*** DATASET RECORDS ***

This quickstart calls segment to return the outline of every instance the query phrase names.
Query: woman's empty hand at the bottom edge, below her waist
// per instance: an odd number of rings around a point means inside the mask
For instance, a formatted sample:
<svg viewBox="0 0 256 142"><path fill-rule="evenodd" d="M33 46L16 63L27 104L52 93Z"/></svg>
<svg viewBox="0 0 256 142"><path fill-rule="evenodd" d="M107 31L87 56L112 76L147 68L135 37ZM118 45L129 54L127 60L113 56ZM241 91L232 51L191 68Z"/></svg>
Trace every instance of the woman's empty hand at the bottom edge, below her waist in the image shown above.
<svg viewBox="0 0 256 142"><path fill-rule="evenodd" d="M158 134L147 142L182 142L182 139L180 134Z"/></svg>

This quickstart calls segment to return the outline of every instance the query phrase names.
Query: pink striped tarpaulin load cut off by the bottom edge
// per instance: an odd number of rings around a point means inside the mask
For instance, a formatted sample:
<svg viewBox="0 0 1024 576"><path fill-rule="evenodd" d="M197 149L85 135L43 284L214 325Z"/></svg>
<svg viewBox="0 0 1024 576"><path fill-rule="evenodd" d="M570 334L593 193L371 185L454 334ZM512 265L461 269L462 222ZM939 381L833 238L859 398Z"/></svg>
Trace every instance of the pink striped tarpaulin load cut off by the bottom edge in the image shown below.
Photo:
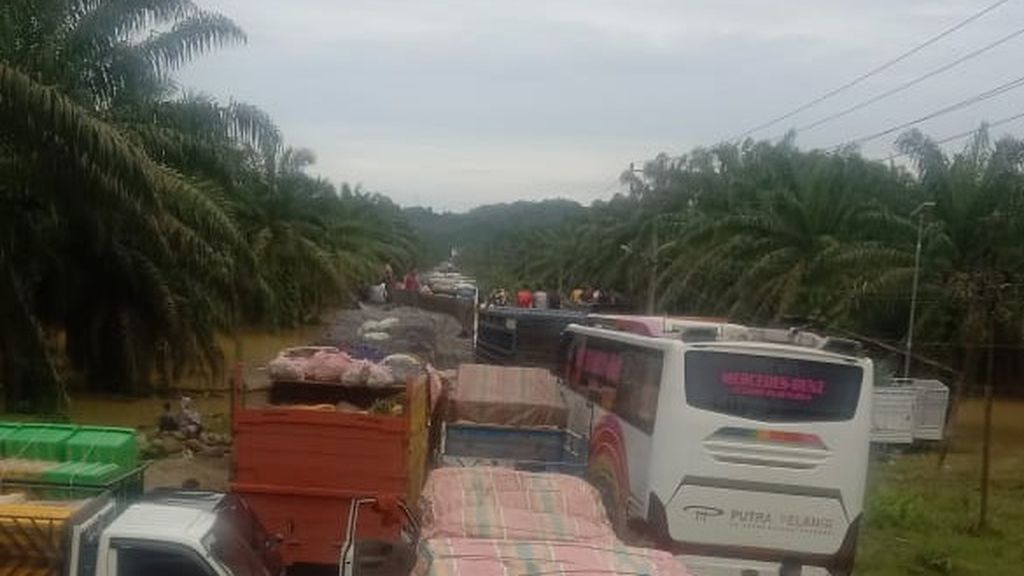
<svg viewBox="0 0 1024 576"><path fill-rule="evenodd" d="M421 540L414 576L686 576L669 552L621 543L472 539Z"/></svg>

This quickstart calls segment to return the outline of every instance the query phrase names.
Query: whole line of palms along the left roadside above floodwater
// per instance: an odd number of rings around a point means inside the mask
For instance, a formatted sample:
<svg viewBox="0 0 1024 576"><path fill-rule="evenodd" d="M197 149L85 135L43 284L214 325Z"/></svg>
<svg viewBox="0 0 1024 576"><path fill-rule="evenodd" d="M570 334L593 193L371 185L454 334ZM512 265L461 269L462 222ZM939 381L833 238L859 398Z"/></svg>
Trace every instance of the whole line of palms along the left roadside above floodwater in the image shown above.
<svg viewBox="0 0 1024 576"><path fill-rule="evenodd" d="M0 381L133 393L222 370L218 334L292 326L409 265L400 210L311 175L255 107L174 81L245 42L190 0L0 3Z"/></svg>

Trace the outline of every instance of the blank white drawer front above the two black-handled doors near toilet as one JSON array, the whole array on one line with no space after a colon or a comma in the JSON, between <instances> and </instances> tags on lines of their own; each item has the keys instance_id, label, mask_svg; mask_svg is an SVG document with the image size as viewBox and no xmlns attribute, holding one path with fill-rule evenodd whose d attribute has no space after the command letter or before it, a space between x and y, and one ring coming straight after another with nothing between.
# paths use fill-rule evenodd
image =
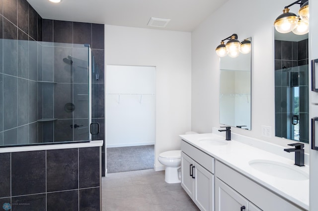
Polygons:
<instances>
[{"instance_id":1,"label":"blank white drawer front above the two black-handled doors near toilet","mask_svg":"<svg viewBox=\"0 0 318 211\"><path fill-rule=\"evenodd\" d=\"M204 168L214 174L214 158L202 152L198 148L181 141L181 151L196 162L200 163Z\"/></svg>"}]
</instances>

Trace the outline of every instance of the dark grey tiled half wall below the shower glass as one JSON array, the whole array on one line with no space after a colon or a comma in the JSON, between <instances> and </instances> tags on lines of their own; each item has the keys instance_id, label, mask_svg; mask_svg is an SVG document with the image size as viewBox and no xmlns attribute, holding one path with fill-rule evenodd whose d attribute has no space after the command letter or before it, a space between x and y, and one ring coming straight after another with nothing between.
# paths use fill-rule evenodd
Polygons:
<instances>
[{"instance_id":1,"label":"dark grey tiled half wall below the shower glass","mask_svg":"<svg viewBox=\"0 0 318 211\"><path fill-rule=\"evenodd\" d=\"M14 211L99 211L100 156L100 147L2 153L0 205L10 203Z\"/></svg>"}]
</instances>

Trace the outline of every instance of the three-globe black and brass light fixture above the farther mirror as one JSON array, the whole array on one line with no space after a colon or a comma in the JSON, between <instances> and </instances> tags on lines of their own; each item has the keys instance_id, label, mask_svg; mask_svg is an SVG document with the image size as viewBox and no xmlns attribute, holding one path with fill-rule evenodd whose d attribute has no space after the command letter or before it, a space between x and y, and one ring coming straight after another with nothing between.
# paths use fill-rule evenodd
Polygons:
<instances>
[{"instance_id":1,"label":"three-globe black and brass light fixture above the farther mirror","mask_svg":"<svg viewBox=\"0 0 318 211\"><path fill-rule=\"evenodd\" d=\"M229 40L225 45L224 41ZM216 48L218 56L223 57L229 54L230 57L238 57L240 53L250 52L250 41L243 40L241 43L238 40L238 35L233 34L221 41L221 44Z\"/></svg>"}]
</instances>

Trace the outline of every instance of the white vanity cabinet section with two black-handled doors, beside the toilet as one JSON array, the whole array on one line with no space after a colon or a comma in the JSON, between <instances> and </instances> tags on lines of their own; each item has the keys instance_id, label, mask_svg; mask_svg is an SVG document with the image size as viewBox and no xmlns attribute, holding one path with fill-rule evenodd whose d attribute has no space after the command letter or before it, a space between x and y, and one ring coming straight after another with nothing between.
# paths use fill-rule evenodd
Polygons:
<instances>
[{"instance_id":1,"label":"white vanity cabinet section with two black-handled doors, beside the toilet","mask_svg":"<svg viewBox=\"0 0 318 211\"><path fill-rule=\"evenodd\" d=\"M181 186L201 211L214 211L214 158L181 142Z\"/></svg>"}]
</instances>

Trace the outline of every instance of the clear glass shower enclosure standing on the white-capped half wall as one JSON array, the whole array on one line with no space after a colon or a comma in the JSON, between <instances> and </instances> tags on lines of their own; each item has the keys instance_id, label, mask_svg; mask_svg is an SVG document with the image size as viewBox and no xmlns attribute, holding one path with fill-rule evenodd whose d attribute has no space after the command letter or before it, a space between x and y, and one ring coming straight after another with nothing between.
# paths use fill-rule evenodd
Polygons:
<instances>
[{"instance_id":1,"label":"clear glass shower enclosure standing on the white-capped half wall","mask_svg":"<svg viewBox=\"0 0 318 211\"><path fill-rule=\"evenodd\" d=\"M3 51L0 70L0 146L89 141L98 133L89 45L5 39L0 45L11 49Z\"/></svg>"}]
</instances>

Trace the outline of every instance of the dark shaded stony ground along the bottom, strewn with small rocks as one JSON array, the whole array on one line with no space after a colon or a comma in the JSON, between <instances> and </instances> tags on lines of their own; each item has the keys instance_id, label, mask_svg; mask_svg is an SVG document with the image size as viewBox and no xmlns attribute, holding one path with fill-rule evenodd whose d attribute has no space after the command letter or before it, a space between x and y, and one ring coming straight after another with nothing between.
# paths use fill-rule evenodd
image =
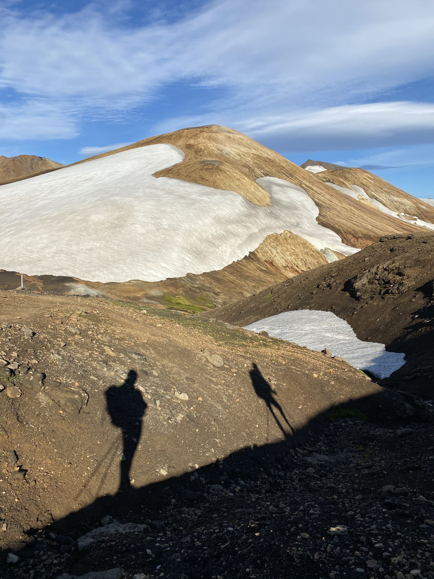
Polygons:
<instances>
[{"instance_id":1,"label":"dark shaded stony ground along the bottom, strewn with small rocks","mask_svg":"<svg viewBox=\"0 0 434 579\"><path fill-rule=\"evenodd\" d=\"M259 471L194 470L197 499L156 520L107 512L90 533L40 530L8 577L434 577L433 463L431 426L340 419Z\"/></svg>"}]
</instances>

*** End of DATASET RECORDS ***
*** DATASET RECORDS ***

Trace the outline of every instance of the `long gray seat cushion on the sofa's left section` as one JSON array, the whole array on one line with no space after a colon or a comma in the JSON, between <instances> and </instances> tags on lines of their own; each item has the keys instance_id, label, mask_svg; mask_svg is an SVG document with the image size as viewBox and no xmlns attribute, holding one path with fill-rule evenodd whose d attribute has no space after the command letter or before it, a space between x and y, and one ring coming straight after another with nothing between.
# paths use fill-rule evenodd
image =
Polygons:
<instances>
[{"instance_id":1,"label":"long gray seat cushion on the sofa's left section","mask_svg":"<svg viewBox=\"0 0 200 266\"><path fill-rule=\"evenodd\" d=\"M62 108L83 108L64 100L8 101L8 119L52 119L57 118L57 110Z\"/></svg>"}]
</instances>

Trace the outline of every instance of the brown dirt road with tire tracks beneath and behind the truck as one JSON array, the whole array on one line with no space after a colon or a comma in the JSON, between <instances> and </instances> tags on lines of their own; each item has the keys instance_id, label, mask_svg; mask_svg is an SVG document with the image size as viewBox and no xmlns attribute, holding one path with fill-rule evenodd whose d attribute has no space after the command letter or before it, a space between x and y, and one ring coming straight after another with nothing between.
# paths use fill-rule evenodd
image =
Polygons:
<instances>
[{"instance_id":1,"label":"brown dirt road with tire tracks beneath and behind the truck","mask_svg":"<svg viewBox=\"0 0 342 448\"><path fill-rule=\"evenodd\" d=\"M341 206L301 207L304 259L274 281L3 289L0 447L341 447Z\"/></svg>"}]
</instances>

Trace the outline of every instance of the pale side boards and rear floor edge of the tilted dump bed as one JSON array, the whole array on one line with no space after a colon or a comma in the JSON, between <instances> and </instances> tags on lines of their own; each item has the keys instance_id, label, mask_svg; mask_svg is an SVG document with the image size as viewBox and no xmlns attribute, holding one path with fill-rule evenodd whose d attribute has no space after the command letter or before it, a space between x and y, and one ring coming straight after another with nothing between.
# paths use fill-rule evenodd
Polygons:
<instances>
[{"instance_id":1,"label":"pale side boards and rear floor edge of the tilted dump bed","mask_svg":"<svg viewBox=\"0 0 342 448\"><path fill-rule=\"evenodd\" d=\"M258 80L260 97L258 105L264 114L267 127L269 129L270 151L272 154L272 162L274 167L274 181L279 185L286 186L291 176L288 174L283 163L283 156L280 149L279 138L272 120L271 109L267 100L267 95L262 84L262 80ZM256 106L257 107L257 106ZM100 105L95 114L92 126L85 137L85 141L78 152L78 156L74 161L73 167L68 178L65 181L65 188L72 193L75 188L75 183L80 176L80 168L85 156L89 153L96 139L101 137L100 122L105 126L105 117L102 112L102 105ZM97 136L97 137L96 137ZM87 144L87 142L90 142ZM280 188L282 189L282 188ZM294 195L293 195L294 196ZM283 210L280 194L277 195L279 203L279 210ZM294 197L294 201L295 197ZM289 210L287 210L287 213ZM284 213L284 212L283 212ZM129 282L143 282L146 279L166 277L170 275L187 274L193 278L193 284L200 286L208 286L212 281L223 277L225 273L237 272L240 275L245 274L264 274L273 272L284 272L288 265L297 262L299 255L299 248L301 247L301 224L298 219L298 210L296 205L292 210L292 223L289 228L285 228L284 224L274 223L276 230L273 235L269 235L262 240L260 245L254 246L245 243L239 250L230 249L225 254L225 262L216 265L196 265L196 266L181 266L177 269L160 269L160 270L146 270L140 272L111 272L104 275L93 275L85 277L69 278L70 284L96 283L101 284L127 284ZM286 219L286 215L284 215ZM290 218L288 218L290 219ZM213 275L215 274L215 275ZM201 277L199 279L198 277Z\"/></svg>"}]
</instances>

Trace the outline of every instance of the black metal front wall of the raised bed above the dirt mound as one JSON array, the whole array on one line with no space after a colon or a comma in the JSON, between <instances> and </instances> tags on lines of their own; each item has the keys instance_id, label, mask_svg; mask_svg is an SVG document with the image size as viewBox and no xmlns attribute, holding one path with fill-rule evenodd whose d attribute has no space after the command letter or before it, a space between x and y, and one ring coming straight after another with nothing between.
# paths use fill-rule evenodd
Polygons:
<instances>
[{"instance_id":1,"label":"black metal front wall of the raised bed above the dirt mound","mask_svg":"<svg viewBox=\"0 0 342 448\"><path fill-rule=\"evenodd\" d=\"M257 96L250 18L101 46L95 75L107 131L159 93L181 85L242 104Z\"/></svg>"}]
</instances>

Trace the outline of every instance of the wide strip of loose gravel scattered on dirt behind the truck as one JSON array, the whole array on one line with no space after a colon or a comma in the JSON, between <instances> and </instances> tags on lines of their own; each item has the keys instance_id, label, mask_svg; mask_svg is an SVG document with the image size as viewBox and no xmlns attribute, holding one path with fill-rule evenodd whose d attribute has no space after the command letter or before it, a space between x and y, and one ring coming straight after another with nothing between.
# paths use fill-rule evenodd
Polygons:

*** End of DATASET RECORDS ***

## THE TASK
The response must contain every line from the listing above in which the string "load" appears.

## ANSWER BOX
Query: pink striped tarpaulin load cut off by the bottom edge
Trace every instance of the pink striped tarpaulin load cut off by the bottom edge in the image shown below.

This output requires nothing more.